Your task: Repeat verbatim, and only, the lines of the data below, beginning at the line that contains "Target: green grass" and stopping after the line that contains "formatted as [92,223].".

Data for review:

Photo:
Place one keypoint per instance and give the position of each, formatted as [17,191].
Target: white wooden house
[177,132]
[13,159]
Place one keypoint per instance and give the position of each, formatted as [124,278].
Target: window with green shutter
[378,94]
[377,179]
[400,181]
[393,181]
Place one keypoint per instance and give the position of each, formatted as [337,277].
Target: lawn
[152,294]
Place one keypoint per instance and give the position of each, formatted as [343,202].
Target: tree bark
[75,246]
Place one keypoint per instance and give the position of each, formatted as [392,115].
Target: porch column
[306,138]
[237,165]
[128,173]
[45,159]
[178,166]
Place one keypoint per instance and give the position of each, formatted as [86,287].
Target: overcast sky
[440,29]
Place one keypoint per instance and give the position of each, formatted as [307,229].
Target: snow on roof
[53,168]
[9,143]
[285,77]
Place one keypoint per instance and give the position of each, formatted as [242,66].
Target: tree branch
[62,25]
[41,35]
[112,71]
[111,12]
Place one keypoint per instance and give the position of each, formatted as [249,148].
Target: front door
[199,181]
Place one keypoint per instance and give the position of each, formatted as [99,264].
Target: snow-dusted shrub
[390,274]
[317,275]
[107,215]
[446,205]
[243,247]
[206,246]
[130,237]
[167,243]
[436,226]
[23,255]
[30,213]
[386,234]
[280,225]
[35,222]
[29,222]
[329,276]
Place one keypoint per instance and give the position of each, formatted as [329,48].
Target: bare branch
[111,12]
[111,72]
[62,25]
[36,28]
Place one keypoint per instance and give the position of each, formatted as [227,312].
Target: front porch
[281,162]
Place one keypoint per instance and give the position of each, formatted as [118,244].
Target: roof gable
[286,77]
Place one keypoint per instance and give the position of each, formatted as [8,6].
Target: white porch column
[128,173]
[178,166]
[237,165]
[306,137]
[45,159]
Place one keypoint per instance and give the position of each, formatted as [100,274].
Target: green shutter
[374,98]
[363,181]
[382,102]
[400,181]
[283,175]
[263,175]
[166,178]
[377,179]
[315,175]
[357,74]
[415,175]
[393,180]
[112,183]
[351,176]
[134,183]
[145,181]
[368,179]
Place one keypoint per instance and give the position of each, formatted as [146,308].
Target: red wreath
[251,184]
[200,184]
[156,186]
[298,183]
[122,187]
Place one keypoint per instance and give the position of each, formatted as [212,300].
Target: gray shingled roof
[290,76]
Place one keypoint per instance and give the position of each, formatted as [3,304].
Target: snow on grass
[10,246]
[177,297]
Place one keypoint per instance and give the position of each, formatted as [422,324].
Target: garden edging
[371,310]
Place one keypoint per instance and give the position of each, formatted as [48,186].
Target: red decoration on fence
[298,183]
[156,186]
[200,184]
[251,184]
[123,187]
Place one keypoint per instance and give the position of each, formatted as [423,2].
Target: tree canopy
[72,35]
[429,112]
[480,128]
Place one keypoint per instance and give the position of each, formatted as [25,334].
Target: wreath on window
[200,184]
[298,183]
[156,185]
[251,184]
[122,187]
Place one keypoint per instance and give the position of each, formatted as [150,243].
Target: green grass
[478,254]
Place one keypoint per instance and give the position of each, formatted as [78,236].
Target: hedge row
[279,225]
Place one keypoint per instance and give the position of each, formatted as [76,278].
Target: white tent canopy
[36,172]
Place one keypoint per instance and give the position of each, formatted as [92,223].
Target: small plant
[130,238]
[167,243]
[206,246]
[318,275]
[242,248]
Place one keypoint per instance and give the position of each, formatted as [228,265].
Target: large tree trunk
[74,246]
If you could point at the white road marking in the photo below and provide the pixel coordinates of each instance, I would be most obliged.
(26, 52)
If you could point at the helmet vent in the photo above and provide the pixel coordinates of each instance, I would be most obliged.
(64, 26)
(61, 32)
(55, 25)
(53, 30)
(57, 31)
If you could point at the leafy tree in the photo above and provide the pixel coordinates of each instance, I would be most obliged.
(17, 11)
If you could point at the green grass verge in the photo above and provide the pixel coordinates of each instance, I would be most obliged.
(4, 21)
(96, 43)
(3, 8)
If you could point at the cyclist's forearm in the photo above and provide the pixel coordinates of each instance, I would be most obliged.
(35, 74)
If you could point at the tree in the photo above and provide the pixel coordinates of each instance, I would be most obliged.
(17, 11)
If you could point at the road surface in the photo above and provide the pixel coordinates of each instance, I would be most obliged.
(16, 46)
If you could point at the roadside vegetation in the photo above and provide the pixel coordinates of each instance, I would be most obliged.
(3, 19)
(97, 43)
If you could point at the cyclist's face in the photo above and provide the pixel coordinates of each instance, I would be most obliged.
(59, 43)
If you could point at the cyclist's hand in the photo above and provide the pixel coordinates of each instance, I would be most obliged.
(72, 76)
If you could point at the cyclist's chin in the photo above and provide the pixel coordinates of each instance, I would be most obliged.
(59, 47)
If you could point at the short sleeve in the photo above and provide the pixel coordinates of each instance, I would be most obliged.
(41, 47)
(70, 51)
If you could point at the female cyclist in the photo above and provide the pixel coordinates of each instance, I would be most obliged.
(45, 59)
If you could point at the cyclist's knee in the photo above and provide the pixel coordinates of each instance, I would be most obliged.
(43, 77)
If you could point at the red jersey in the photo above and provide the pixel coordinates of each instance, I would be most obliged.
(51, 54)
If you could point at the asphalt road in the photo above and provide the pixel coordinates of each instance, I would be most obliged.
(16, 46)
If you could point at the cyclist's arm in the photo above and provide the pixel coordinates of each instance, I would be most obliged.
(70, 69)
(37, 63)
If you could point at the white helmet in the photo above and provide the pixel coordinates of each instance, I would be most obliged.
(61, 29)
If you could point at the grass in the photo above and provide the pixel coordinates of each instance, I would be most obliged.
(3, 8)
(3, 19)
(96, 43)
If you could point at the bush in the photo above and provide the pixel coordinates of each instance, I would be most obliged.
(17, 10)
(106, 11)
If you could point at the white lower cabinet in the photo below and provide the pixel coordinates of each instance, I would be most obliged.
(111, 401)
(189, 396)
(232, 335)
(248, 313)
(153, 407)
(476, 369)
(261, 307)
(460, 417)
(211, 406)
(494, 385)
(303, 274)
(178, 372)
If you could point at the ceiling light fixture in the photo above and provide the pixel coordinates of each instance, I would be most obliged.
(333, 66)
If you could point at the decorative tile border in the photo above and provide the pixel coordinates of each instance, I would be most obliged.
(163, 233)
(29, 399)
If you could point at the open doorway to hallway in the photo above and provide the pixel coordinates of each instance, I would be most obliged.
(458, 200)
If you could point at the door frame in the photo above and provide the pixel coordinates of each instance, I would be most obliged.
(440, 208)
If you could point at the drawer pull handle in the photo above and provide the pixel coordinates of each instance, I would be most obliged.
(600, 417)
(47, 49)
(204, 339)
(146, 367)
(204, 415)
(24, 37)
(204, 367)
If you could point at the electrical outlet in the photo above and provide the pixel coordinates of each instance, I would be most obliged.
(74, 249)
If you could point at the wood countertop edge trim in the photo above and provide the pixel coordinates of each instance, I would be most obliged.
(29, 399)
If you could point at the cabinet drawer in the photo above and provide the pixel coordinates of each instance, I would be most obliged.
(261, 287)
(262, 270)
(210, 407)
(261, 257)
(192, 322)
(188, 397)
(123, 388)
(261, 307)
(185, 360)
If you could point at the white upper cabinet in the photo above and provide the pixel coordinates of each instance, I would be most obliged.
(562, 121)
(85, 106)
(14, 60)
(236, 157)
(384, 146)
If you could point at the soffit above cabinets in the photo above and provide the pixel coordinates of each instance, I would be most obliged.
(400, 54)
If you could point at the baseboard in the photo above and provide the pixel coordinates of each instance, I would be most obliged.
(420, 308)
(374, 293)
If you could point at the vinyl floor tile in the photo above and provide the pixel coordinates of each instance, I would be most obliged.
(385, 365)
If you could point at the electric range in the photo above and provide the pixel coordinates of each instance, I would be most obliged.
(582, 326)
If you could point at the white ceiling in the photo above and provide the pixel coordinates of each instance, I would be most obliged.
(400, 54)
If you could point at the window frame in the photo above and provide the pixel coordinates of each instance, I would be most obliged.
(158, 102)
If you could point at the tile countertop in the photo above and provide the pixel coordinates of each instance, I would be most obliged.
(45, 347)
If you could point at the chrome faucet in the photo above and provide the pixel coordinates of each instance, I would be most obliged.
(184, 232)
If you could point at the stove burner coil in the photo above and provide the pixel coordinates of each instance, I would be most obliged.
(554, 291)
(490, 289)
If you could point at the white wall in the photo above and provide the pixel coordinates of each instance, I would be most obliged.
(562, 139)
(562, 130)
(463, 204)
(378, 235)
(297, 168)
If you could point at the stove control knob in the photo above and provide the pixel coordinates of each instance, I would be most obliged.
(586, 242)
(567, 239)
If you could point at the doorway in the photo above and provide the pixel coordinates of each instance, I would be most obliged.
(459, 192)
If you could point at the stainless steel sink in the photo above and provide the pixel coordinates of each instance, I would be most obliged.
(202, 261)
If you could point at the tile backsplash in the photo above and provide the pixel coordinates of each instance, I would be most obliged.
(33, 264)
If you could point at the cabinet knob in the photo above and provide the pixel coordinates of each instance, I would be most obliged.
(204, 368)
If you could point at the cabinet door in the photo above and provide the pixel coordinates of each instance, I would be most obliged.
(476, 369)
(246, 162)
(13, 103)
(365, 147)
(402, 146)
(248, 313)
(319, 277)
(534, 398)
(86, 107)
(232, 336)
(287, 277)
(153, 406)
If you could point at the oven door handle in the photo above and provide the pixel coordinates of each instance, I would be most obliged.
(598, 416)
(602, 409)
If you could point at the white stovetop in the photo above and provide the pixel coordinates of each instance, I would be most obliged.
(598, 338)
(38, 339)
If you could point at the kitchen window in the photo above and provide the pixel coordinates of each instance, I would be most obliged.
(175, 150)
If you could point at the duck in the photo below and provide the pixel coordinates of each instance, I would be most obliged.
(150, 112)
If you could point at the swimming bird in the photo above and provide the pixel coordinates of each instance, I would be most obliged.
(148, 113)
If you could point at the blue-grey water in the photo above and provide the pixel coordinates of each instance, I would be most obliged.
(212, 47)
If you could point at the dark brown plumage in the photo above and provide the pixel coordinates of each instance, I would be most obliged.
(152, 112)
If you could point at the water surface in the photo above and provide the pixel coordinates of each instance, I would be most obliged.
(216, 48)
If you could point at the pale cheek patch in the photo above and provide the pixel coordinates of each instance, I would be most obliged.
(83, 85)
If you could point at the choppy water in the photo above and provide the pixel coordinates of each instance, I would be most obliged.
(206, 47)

==

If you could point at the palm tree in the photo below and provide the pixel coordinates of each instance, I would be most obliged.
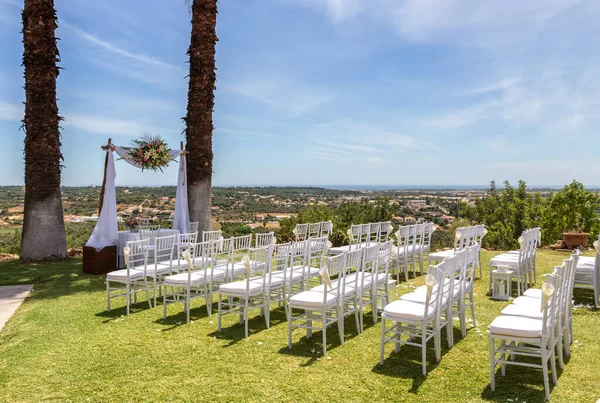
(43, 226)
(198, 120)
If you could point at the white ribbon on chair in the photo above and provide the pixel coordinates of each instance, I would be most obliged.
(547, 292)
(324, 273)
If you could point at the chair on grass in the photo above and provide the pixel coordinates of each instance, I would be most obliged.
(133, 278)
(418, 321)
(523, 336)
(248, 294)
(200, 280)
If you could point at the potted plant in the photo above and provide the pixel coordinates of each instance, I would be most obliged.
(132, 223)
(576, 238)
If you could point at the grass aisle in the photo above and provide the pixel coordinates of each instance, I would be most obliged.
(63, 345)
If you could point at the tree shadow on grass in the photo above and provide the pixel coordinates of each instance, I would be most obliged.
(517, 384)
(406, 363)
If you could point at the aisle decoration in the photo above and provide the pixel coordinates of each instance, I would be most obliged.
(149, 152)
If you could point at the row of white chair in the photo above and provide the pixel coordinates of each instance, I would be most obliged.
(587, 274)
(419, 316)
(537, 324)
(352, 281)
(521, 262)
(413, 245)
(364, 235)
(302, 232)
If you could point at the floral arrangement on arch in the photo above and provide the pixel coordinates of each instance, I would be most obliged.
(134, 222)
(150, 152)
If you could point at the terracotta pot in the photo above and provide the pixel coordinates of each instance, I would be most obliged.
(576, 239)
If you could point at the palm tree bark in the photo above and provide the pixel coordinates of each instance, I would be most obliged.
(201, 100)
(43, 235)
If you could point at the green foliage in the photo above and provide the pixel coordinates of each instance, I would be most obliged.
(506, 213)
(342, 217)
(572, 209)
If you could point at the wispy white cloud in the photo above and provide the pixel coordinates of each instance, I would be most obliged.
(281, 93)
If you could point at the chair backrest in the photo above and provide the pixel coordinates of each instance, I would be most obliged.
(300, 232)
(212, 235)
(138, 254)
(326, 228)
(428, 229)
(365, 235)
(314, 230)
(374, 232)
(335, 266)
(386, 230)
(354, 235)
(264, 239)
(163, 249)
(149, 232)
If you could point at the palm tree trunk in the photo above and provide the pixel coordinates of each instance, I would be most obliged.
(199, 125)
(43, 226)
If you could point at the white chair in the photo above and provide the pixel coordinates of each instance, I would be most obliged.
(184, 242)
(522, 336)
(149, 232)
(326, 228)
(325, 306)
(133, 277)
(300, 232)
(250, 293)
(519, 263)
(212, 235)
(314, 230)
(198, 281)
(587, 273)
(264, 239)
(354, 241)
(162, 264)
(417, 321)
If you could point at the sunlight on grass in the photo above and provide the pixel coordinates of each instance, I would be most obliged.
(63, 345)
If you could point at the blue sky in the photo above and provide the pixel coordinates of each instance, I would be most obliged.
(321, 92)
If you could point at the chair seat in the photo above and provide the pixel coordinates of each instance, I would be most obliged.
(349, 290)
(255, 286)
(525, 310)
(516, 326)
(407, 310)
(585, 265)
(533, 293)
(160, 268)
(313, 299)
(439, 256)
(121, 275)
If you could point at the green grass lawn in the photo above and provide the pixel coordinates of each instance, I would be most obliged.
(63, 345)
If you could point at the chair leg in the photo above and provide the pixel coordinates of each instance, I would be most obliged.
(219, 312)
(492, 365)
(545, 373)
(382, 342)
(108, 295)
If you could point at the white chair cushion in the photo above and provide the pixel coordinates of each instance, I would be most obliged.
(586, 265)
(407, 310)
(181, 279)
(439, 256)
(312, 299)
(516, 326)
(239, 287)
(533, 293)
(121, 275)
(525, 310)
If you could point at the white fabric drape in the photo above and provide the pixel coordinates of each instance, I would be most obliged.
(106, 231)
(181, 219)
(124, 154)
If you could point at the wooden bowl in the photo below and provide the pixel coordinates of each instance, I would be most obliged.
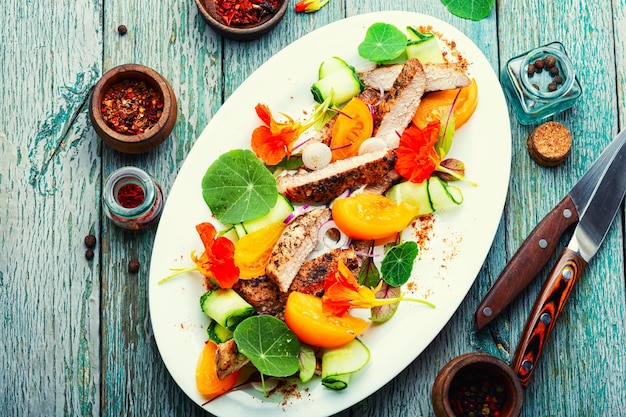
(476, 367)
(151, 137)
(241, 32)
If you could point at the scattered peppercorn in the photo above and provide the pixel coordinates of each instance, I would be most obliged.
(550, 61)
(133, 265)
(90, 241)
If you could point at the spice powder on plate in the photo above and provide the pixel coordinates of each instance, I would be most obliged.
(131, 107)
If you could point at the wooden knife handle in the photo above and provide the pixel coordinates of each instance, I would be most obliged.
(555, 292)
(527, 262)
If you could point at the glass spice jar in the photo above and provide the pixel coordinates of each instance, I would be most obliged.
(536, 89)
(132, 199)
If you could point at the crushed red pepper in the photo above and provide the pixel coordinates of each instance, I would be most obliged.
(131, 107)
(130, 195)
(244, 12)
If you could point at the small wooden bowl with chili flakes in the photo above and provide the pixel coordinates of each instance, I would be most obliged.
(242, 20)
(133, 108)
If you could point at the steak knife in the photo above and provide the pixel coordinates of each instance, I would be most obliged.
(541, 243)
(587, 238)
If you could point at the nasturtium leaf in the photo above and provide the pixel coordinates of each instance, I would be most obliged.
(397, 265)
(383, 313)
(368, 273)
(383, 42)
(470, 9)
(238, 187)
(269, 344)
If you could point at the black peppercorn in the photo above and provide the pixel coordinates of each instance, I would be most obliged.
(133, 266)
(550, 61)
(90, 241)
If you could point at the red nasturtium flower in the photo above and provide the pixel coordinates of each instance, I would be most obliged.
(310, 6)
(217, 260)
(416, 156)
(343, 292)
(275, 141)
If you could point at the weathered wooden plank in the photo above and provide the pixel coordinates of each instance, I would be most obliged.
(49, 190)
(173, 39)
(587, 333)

Your solution:
Target: green grass
[478,254]
Place one keypoint per instance and give the position of each, formatted as [78,236].
Target: hedge row
[279,225]
Place one keypoint per instance and give the position of each, formatted as [76,278].
Target: white tent canopy
[36,172]
Place one keypoint per instance and give the position of each, formatted as [92,223].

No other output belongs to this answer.